- _ASSIGNED TASK_
Beneath this task are records; print exactly the stretch of them from the line with "Target: riverbank" through the line with "one marker per instance, written like [122,54]", both ends included.

- _RECORDS FOR THE EXERCISE_
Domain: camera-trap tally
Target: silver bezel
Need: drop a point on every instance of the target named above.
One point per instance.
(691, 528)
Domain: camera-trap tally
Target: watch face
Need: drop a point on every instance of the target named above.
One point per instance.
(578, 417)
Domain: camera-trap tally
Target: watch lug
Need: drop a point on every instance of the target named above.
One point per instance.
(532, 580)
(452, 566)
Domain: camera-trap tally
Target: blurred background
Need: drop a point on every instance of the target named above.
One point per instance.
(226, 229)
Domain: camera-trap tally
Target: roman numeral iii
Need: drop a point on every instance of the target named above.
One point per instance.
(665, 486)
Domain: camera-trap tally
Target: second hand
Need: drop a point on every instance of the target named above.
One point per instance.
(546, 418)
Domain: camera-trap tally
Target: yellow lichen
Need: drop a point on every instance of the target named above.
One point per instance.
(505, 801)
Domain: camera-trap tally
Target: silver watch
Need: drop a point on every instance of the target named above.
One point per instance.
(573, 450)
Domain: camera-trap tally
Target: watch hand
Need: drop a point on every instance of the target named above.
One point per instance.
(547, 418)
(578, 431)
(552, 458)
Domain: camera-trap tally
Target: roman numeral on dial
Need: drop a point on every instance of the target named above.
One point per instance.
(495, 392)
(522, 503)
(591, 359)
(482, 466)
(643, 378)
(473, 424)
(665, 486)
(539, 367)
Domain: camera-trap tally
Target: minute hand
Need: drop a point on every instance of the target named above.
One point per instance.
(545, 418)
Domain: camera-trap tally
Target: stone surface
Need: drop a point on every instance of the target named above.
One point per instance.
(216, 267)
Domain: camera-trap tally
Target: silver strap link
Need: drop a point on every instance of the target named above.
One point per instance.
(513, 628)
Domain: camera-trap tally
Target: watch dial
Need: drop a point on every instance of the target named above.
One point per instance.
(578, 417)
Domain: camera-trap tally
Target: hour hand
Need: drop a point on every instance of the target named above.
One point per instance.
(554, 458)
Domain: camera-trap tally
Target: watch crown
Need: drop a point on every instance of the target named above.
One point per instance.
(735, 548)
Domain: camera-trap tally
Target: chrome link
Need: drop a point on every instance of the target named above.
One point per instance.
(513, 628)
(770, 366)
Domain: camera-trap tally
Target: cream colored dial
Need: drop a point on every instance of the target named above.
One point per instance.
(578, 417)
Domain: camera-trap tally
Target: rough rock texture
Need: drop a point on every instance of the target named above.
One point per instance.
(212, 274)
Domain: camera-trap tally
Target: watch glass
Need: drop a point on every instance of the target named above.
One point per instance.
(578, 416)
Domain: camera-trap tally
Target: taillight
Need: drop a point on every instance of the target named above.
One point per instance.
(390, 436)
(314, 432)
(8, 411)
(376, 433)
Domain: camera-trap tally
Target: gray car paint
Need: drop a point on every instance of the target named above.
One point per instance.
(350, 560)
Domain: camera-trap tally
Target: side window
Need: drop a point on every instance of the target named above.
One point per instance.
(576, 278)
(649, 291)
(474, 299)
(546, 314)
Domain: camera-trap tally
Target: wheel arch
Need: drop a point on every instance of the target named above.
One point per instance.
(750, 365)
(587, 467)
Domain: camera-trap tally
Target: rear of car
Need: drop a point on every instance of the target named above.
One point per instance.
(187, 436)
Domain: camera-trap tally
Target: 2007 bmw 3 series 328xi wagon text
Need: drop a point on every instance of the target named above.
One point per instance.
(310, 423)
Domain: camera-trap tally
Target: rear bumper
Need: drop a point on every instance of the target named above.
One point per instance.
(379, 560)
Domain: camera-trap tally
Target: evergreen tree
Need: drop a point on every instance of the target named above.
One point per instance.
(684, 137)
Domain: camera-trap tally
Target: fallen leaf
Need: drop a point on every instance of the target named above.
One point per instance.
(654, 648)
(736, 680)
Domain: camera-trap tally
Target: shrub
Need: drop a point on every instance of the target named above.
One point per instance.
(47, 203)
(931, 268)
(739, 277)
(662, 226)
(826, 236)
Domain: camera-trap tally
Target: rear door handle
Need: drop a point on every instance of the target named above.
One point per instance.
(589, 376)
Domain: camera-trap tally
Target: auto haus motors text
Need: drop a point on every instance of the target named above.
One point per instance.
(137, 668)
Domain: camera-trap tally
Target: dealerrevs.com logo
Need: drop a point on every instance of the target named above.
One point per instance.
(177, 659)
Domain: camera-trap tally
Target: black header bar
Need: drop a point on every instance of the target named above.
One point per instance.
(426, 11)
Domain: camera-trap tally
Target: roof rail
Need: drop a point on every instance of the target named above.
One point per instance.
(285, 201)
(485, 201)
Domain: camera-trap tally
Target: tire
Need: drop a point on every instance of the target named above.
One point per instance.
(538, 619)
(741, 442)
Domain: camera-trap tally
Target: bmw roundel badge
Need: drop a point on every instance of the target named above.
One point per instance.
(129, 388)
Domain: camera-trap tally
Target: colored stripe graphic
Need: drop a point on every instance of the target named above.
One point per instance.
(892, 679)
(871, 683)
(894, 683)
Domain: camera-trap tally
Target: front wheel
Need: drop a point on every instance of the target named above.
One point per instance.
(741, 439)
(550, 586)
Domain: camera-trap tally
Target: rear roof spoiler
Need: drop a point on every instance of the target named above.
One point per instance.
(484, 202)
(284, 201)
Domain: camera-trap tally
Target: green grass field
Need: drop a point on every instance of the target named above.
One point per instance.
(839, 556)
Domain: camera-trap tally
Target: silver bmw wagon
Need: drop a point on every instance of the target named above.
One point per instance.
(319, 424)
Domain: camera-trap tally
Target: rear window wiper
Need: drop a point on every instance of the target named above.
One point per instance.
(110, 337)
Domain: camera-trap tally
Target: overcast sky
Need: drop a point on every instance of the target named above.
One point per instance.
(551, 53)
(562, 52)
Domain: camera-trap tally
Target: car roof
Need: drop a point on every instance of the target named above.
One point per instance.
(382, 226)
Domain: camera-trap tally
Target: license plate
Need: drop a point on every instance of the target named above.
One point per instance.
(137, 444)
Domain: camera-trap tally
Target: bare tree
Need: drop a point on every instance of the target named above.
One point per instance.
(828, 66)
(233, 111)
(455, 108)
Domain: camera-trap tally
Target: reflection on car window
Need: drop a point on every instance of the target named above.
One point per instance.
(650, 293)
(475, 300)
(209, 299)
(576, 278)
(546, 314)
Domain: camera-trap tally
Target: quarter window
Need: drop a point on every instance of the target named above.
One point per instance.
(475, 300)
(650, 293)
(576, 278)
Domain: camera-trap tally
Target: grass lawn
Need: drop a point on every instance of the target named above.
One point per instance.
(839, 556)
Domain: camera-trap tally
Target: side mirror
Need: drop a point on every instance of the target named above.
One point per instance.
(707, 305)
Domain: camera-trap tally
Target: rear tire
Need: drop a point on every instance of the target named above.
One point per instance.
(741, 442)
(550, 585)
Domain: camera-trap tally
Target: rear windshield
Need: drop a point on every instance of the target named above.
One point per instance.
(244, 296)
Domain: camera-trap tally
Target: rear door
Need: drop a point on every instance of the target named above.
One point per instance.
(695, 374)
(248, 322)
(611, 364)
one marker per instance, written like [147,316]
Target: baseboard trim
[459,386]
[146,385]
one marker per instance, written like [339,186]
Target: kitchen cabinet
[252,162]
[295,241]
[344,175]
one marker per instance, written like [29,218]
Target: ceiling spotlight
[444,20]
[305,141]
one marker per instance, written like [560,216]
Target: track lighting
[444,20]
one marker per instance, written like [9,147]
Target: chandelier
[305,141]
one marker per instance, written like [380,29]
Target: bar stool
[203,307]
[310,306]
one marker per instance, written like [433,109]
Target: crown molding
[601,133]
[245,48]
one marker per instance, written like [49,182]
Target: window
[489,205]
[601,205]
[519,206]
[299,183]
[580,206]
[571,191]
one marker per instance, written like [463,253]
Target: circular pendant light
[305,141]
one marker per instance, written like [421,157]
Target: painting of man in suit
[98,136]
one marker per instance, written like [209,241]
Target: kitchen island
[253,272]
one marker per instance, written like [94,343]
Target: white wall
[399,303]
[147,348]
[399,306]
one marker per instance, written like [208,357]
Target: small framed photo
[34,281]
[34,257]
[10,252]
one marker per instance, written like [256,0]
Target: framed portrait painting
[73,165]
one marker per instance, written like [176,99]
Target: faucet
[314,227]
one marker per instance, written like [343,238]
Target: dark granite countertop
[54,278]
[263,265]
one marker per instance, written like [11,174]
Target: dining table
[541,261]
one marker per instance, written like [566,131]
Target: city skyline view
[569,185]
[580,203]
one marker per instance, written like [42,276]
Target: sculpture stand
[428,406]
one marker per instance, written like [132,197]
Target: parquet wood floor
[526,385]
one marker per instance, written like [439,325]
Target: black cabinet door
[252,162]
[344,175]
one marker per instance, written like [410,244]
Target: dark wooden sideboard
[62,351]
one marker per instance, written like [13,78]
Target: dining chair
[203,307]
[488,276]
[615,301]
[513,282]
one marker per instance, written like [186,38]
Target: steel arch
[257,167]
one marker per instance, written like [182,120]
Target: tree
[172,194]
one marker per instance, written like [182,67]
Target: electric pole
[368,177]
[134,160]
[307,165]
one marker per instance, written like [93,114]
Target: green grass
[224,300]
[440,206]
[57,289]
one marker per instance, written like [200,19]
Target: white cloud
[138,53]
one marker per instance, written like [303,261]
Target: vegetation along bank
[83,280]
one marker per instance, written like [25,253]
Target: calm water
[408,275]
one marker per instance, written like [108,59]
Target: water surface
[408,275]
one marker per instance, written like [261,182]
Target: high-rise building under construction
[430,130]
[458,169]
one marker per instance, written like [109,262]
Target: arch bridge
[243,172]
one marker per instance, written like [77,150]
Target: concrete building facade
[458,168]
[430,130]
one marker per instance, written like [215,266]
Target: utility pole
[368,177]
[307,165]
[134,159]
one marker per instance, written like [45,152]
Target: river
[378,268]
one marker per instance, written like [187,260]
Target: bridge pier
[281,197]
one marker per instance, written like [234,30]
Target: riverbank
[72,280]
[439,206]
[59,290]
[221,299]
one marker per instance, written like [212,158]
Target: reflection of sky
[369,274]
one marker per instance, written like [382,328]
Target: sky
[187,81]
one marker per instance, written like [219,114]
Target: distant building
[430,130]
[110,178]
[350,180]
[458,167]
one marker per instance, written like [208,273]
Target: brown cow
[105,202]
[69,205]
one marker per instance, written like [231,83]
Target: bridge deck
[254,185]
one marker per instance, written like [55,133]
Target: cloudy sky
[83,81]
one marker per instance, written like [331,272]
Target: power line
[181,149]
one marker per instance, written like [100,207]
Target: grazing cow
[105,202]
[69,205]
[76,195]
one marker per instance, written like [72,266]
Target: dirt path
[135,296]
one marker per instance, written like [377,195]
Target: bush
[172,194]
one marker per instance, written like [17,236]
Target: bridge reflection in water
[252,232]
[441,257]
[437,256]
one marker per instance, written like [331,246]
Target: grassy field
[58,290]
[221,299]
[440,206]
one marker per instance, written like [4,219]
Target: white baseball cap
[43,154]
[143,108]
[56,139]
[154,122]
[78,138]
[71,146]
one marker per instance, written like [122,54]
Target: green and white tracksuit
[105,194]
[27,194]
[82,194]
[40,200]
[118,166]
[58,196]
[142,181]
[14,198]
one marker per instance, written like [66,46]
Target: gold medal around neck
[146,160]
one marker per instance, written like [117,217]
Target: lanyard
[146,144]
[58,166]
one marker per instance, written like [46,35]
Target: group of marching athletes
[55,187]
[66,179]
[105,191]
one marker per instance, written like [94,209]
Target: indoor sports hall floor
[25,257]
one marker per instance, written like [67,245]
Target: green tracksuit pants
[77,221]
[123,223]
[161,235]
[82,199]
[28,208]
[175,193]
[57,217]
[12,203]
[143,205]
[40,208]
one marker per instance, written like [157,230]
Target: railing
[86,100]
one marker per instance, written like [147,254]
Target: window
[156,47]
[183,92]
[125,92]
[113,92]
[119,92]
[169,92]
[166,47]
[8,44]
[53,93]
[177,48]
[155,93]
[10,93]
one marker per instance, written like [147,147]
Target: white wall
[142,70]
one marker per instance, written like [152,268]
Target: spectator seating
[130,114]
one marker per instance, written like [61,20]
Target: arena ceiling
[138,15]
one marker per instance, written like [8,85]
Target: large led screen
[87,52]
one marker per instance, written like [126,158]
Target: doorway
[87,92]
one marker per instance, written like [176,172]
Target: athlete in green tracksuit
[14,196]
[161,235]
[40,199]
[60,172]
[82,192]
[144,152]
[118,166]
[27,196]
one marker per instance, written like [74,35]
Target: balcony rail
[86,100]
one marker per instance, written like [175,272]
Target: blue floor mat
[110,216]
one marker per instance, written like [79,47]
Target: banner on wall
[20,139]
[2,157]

- _THE ANSWER_
Target: riverbank
[72,280]
[439,206]
[59,290]
[221,299]
one marker per instance, written like [212,158]
Target: reflection of sky
[369,274]
one marker per instance, written like [382,328]
Target: sky
[187,81]
one marker per instance, written like [219,114]
Target: distant building
[430,130]
[110,178]
[350,180]
[458,167]
one marker per instance, written like [208,273]
Target: brown cow
[105,202]
[69,205]
one marker per instance, written like [231,83]
Target: bridge deck
[254,185]
one marker per instance, written like [55,133]
Target: cloudy sky
[83,81]
one marker per instance, written like [331,272]
Target: power line
[181,149]
one marker per instance, written like [100,207]
Target: grazing cow
[105,202]
[69,205]
[76,195]
one marker per instance, written like [72,266]
Target: dirt path
[135,296]
one marker per instance, written like [377,195]
Target: bush
[172,194]
one marker per instance, written like [17,236]
Target: bridge reflection in water
[252,232]
[441,257]
[437,256]
one marker per instance, written like [331,246]
Target: grassy field
[58,290]
[221,299]
[440,206]
one marker per instance, written like [4,219]
Target: white baseball cap
[43,154]
[143,108]
[56,139]
[154,122]
[78,138]
[71,146]
one marker per instance, written like [122,54]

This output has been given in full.